==== Extrait fourni

Annulations massives de réservations et lourdes pertes, chômage technique avant licenciement, psychose nourrie par une communication défaillante… à la Réunion, le chikungunya ébranle l’économie locale. Le secteur touristique, moteur de l’île, n’est pas le seul concerné.
Par Ann Douala
Paradis en détresse. Depuis le 23 janvier dernier, les hôteliers estiment avoir perdu près de 500 000 euros et prévoient une baisse d’activité de 70 % pour le premier trimestre 2006 à cause de l’épidémie de chikungunya. « Jusqu’ici, il y avait eu peu d’annulations sur les départs prévus, mais nous observons maintenant une chute de l’ordre de 30 à 40 % des réservations », s’inquiète René-Marc Chikli, président de l’association des tour-opérateurs Ceto. « Il y a eu au début quelques rares annulations et quelques reports, mais le préjudice va surtout porter sur les ventes à venir, et cela peut durer quelques mois », poursuit-il.
Le gage de « sécurité » mis à mal
Au désespoir des professionnels, la durée de l’épidémie demeure une grande inconnue. « Pour l’instant, ça va. Mais avec l’augmentation des cas et leur durée, la situation pourrait devenir critique », explique M. Botzon, de l’hôtel Les Créoles, situé à l’ouest de l’île. Selon Philippe Fabing, ancien directeur général de l’institut de sondage et de statistiques Ipsos, si l’épidémie devait s’installer plus durablement et sur un nombre de cas significatif, elle nuirait à un des atouts majeurs de la Réunion en termes d’attractivité touristique et économique : la sécurité. Des études menées ont permis d’évaluer en quoi ce caractère de sécurité est essentiel pour un nombre important de touristes ou d’investisseurs métropolitains. « Si la maladie devait durer, les stratégies de développement économique de la Réunion et les objectifs de communication dépendraient de sa virulence : on ne gérera pas de la même façon 500, 5 000 ou 50 000 cas annuels », a-t-il déclaré à Clicanoo, un quotidien local.

========

Travail demandé –
**1)** Répondez à ces questions sur l'article consacré au chikungunya à la Réunion :
(a) Quelle perte les hôteliers estiment-ils avoir subie depuis le 23 janvier ?
(b) Quelle fonction René-Marc Chikli occupe-t-il ?
(c) Dans quel hôtel travaille M. Botzon, et où celui-ci est-il situé ?
**2)** Rédigez la suite de l'article sur le chikungunya à la Réunion à partir de la citation finale de Philippe Fabing.
Les données ne sont pas nécessaires pour ce travail.

==== Données de l'exercice

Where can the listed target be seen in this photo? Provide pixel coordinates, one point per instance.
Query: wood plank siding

========

Réponses attendues –
**1)**
(a) Près de 500 000 euros.
(b) Il préside le Ceto, l'association des tour-opérateurs.
(c) À l'hôtel Les Créoles, situé à l'ouest de l'île.

**2)**
Le BTP aussi…
A l’instar du secteur hôtelier, de nombreuses Petites et Moyennes Entreprises (PME) réunionnaises souffrent de l’épidémie de chikungunya, les salariés en arrêts maladie et l’absentéisme ralentissant leurs activités. Par exemple, dans le secteur du bâtiment, Jean-Marie Le Bourvellec, président de la FRBTP (Fédération réunionnaise du bâtiment et des travaux publics), affirme que 60 % des entreprises de son secteur ont subi de 8 à 69 jours d’arrêts de travail. Pour l’heure, 850 salariés sur 19 000 (7% de l’effectif) sont absents. Le président estime les pertes quotidiennes dans le BTP à 200 000 euros par jour, soit 50 millions d’euros sur l’année, si l’épidémie ne persiste pas. Pour le secrétaire général des affaires régionales, Jean Ballandras, la catastrophe est à venir, les annulations en cascades auxquels sont confrontés les différents secteurs d’activités pouvant déboucher sur des licenciements.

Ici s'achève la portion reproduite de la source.